PROVIDED PASSAGE =
───

UCSF

Transcriptional networks governing early cardiac precursor cell (CPC) specification are incompletely understood due in part to the difficulty of distinguishing CPCs from their mesoderm germ layer of origin in early gastrulation. Cardiogenesis in the gastrulating embryo begins when mesoderm progenitor cells emerge from the primitive streak and migrate anterior-laterally to coalesce at the anterior midline. Errors during CPC specification and patterning can cause devastating Congenital Heart Defects (CHDs). Occurring in 1-2% of live births, CHDs often require surgical interventions and can result in secondary heart disease. The genetic etiology of CHDs indicates that genes encoding transcription factors (TFs) are overrepresented as causative and are predominantly haploinsufficient, indicating that fine dysregulation of gene expression is a driving mechanism for disease. Thus, understanding the transcriptional regulatory networks governing early cardiac specification is paramount for understanding CHDs and necessary to develop novel therapeutic strategies.

───

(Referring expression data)
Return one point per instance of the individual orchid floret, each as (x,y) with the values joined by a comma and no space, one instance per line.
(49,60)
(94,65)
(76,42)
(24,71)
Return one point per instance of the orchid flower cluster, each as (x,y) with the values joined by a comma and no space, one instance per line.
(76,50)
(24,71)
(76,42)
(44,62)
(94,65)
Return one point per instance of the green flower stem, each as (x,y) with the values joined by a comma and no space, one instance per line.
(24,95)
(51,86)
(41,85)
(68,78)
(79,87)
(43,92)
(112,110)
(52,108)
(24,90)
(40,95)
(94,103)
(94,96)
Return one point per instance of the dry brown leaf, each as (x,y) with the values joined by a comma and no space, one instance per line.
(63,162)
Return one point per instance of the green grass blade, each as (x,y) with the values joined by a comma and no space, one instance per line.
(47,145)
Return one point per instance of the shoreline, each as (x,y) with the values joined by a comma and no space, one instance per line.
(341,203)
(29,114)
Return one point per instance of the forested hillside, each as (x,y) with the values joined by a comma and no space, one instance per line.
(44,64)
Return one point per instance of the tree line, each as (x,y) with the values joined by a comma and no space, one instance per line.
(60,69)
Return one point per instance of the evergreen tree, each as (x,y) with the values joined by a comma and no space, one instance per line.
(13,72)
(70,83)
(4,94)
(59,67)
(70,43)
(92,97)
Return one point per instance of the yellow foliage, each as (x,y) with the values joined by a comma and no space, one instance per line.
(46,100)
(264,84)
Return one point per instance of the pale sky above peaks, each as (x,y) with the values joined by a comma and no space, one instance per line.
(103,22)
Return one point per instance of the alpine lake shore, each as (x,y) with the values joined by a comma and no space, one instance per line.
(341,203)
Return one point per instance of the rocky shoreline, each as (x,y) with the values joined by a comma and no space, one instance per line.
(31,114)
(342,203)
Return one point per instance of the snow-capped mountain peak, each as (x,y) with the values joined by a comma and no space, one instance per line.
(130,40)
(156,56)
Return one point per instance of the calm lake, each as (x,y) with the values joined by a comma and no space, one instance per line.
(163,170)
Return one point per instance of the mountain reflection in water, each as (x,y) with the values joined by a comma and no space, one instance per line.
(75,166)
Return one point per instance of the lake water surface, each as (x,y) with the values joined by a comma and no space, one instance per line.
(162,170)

───

PROBLEM STATEMENT = According to the passage on cardiac precursor cell specification, in what share of live births do congenital heart defects occur? The entries above are not needed for this work.

OUTPUT BELOW = In 1-2% of live births.